> What you need to do
Write out all the material verbatim, line by line.

> Information shown
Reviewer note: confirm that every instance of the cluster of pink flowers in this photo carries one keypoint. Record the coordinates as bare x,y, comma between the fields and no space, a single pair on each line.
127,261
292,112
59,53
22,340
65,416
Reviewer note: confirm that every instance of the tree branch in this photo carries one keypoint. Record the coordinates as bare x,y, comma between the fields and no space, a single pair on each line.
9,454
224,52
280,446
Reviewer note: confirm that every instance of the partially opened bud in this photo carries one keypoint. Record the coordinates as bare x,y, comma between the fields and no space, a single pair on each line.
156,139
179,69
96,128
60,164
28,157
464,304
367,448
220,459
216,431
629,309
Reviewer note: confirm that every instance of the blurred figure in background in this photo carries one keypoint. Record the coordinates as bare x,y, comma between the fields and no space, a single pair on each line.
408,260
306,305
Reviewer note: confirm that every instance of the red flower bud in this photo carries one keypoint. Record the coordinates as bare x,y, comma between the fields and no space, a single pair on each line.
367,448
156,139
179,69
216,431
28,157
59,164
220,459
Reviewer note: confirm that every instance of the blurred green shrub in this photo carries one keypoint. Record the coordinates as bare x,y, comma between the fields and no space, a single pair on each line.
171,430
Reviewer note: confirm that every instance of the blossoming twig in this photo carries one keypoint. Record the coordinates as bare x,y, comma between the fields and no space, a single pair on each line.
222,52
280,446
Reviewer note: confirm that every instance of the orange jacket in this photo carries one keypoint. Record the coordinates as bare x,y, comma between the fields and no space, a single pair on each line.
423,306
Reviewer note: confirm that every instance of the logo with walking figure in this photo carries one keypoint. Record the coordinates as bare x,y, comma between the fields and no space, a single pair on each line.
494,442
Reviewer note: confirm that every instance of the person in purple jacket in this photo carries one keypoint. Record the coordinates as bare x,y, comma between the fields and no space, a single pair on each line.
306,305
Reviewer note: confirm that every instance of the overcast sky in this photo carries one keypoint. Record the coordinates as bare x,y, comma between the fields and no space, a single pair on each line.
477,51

> Output for this exercise
Reviewer note: confirm that every instance of the cluster of pink flowers in this photo carries one keypoint. Record the coordinates as bare x,y, comma between the fields and no space, a single pair on each line.
127,261
292,112
59,53
22,340
65,416
Reviewer note: confirm that every instance of the tree branch in this photo carries one keypoint. Record the coordinates as bare x,y, comma between the fields and no space, a single pair on each line.
9,454
224,52
280,446
Reviewer note: confirm that every instance of the partially opened bud in this photo carries one keypoint. Record the coordinates as bare x,y, comma between the fields and no space, a single pair on each line.
156,139
179,69
96,128
60,164
28,157
464,304
367,448
220,459
216,431
629,309
Reviewer note: confirm that every instance of the blurred figure in background in this photo carries one keypoint. Record the coordinates as bare x,y, comma between the fields and no space, a single pair on each line.
408,260
306,305
Reviewer note: confirm that every instance of the red flower bud in this photo carries one keypoint. Record the coordinates as bare x,y, comma between the fields and no space, a single pair on each line.
367,448
156,139
179,69
216,431
28,157
59,164
220,459
Reviewer note: confirm that every instance of the blurred green shrub in this photo carries one keypoint. Record the coordinates as bare x,y, comma between the fields and no space, a single pair on each line.
171,430
Reviewer note: confirm that every instance of the blossoming twig in this photo carries one keypoint. Record the coordinates as bare x,y, comma between the fields and no space, a single pair on each line.
222,52
280,446
Reviewer note: confirm that every instance of the orange jacket in this photo carries one keypoint. Record the coordinates as bare x,y, comma between the fields and no space, a single pair on each line.
423,306
Reviewer note: confirm that every instance of the logo with walking figure in this photo carries one keypoint. Record the coordinates as bare x,y, comma between the fields and no space, a single pair on each line.
494,442
Reviewer note: confirm that every instance of the person in purple jacket in this photo carries one keypoint. Record the coordinates as bare x,y, comma between the fields and no space, a single pair on each line.
306,305
Reviewer note: confirm that every instance of the overcast sky in this photo carries one keypoint. Record the coordinates as bare x,y, comma between the fields and no space, a single pair on each line.
477,51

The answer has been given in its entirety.